Fear and loathing
America's war on hate isn't being fought just on
television and in lecture halls. It's being fought underground, too, and it can
be confrontational and controversial.
by Jason Gay
When the bullet-riddled bodies of Daniel Shersty and Lin "Spit" Newborn were
found on the rocky plain northwest of Las Vegas over the Fourth of July weekend
last year, law-enforcement authorities weren't immediately sure what had
provoked a double murder in the desert.
In the days that followed, however, police got some clues. Shersty and
Newborn, they learned, were active in Vegas's underground punk-rock scene and
shared a passionate disdain for the neo-Nazi skinheads who occasionally crashed
local concerts and parties. Both men also had ties to the city's newly formed
chapter of Anti-Racist Action (ARA), a national organization dedicated to
crushing hate groups around the country.
In short, both Shersty and Newborn might have been expected to have enemies.
So two months later, when police arrested a reputed Vegas skinhead, John Edward
"Polar Bear" Butler, and charged him with both murders, it merely reinforced
what many had suspected for some time: that Shersty and Newborn had been killed
in retaliation for taking a strong stance against racism.
To some, this twin killing in the Las Vegas desert was nothing less than the
first murder of American civil-rights activists in more than 20 years. Even
those who had never heard of Shersty and Newborn were shocked. Many observers
had previously regarded battles between skinheads and anti-racists as little
more than harmless suburban skirmishes.

§ Supplied material:
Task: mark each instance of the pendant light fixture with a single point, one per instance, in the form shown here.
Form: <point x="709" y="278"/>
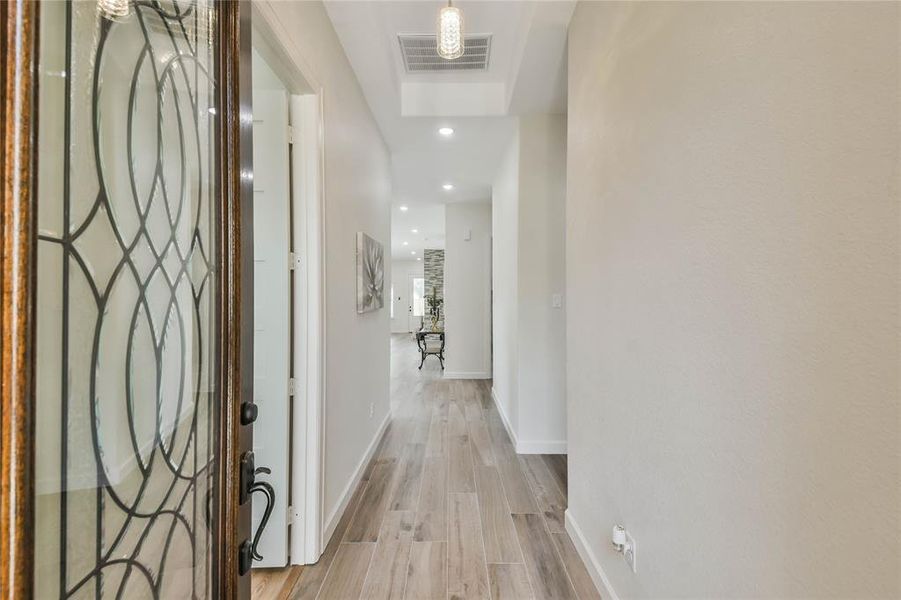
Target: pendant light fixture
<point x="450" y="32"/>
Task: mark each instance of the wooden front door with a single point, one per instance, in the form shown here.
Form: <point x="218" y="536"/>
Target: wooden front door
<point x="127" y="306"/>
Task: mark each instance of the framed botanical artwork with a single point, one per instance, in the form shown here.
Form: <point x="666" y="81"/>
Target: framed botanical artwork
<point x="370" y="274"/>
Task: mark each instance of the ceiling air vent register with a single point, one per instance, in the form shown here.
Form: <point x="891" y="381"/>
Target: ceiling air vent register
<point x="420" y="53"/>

§ Requirements:
1. Answer these from the article on the Las Vegas desert killings.
(a) Where were the bodies of Daniel Shersty and Lin "Spit" Newborn found?
(b) What national organization did both men have ties to?
(c) Who did police arrest and charge with both murders?
2. Write out the article on the Las Vegas desert killings from "In short, both" up to and including "harmless suburban skirmishes.", switching "shocked" to "stunned".

§ Solutions to each task:
1.
(a) On the rocky plain northwest of Las Vegas.
(b) Anti-Racist Action (ARA).
(c) John Edward "Polar Bear" Butler, a reputed Vegas skinhead.

2.
In short, both Shersty and Newborn might have been expected to have enemies.
So two months later, when police arrested a reputed Vegas skinhead, John Edward
"Polar Bear" Butler, and charged him with both murders, it merely reinforced
what many had suspected for some time: that Shersty and Newborn had been killed
in retaliation for taking a strong stance against racism.
To some, this twin killing in the Las Vegas desert was nothing less than the
first murder of American civil-rights activists in more than 20 years. Even
those who had never heard of Shersty and Newborn were stunned. Many observers
had previously regarded battles between skinheads and anti-racists as little
more than harmless suburban skirmishes.